◆ **What to produce**: Continue the excerpt about the Wellington protesters' weapon theories, starting right after its final sentence.

==== Selected excerpt

Decades ago, this was typically based on the idea that governments were using some type of targeted radio wave for actual mind control – people wore tinfoil hats, in theory, to stop the government controlling their thoughts.
The thinking in Wellington isn’t that far removed.
Many among the largely unvaccinated and entirely maskless crowd have found themselves suffering symptoms of a mysterious illness. They often report sore throats, coughing, a runny nose, headaches, muscle pain and even more. In their search for an explanation they’ve reached across the Tasman to Canberra where their Australian convoy comrades have, amazingly, had similar symptoms. Protesters there, also unmasked and unvaccinated, who have been spending days standing in the sun, deduced that their symptoms, which included “sunburn-like skin irritation”, were the result of government LRAD (long-range acoustic device) and DEW (directed energy weapon) technologies.
Despite no sign of LRADs around parliament (they are not a subtle device) and no clear idea of what a directed energy weapon would even be or how it might work, it’s clear to some that they are the most obvious culprit for these puzzling symptoms.
The paranoia about nebulous radio frequency or radiation weapons has seen people wandering around the protest area with non-specific electromagnetic field (EMF) measurement equipment looking for any potential source. In a popular video from one conspiracy theory influencer, a man used his “calibrated” device to identify something emitting from concrete blocks placed by police near parliament. “This one’s up here at 80, whatever that means, I don’t know,” said the video’s maker as they measured the suspect block before the number rose even higher.
Despite not knowing what they were measuring, or how it might be causing the effects they suggested, the protesters and their online supporters were convinced that the blocks were at least part of the government attack against them.

========
==== Records supplied

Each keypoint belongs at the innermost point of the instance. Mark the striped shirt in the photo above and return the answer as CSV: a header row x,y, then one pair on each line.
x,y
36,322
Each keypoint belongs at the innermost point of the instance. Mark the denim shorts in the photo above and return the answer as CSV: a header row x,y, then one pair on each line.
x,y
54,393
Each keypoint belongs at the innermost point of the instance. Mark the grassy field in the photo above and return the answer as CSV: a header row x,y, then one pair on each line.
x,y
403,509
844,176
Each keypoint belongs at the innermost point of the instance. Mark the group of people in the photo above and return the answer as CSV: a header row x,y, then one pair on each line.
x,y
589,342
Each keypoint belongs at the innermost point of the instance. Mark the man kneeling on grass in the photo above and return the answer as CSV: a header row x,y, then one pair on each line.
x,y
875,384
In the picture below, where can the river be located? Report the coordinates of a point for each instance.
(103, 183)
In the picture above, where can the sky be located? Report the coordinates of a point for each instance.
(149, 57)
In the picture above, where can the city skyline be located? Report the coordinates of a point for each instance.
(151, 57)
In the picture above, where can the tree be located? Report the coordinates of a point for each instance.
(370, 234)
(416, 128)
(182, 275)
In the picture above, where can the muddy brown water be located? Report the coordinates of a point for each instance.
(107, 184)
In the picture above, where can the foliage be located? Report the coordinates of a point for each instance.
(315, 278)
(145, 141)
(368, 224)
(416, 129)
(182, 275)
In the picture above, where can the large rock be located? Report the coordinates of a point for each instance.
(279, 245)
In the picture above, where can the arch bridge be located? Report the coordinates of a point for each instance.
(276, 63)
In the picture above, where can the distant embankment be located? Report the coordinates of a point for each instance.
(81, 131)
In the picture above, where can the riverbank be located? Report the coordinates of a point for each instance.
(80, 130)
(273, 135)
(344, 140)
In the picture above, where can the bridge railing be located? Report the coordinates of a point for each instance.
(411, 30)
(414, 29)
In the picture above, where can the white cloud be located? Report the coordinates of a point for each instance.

========

◆ **Result of this exercise**:
The measurement, in case you’re wondering, is a magnetic field. At the peak in the video the block appeared to have a magnetic field strength of about 1.2 micro tesla – about 5,000 times less than a typical fridge magnet.
Other videos of EMF measurement tools around the protest site also show wildly varying numbers, but are never accompanied by details or context. However, a protest site occupied by hundreds of people using smartphones, to stream live video to Facebook and check Telegram, is exactly the sort of place you’d expect to find a lot of radio frequency energy.
And tinfoil isn’t the only defence that protesters are willing to deploy against the assumed threat of EMF energy — a priority shipment of crystals was dispatched to the protest late last week.
On Saturday, the Ministry of Health noted it was “beginning to see people who have attended the protest at parliament, a location of interest and potential super spreader event, showing up in hospitals around the country after returning home” – the implication being they were suffering from Covid, although some might note that the ministry didn’t explicitly rule out EMF poisoning.
The whole situation is emblematic of everything that’s going on more broadly with the protests in opposition to government Covid measures.
Protesters, suspicious of “official” explanations for what’s taking place, look overseas for alternative ideas, especially those that fit with preconceived ideas of a negligent, cruel or malicious government. They then adopt those ideas, and embrace dubious science they don’t understand to jump to conclusions that better suit their suspicions. Now, with an alternative reality to explain their experience, they seek unresearched treatment and preventions because of a strong distrust of all aspects of orthodoxy.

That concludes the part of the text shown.